>> Begin

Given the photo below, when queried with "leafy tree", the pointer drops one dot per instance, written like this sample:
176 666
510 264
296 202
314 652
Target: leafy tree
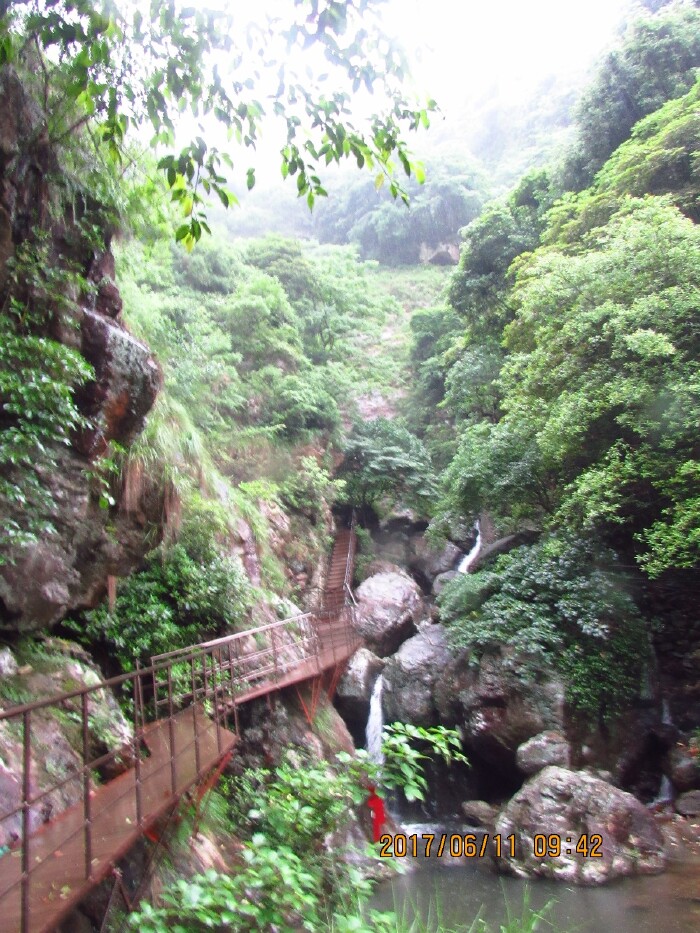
656 63
659 158
450 198
87 76
491 243
186 592
384 460
561 602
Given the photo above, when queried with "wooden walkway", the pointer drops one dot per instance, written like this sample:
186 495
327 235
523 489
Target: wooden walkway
193 695
59 851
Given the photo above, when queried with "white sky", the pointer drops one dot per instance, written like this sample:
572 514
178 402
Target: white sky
459 48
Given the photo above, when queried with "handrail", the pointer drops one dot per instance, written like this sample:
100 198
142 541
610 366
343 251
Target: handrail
350 561
210 679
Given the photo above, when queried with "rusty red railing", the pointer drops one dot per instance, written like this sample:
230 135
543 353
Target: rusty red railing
185 719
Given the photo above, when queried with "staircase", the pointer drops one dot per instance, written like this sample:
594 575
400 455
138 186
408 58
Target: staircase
192 697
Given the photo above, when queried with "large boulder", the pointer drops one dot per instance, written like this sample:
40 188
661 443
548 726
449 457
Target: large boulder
355 688
388 605
480 813
428 562
688 804
499 702
69 569
547 748
56 736
575 806
683 768
410 677
441 581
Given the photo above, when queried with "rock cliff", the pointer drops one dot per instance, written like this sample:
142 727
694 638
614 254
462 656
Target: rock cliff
68 569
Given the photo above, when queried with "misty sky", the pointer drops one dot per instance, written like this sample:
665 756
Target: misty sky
460 49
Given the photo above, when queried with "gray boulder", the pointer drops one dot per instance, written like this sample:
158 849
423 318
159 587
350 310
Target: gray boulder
499 702
388 606
441 580
410 677
480 813
683 769
571 805
547 748
688 804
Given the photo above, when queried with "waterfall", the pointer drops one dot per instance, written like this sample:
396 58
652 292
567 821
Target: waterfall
468 559
375 723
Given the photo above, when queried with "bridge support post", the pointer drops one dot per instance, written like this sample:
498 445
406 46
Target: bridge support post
26 792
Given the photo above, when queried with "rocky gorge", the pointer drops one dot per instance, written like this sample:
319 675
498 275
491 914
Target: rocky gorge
535 770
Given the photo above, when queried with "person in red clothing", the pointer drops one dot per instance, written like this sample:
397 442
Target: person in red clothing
376 805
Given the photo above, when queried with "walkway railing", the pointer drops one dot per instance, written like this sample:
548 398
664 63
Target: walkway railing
185 716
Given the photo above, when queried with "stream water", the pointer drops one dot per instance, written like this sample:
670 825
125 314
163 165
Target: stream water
375 723
449 893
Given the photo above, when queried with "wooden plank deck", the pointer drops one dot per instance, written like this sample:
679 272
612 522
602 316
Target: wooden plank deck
57 852
182 749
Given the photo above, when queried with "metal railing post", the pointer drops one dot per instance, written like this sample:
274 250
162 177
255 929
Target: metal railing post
216 700
273 639
138 710
197 760
171 730
26 793
87 803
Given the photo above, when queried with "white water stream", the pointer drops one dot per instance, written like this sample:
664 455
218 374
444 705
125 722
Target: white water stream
468 559
375 723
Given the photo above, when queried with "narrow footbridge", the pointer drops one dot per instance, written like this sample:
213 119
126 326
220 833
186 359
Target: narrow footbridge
185 726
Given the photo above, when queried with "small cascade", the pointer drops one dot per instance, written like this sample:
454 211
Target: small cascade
665 794
468 559
375 723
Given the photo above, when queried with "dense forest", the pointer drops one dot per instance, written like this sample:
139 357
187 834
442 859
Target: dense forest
494 347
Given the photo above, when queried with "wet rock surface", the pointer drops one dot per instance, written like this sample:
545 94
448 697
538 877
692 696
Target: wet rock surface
498 703
480 813
688 804
410 676
547 748
69 569
572 805
354 691
56 734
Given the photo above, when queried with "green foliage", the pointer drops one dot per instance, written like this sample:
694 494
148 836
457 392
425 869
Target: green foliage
659 158
240 901
402 769
86 78
656 63
38 378
309 487
562 602
186 592
384 461
491 243
359 213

>> End

WHAT IS NEEDED:
Count the lines of the material above that contain the string "clothing", and reply with that number alone.

FULL OUTPUT:
2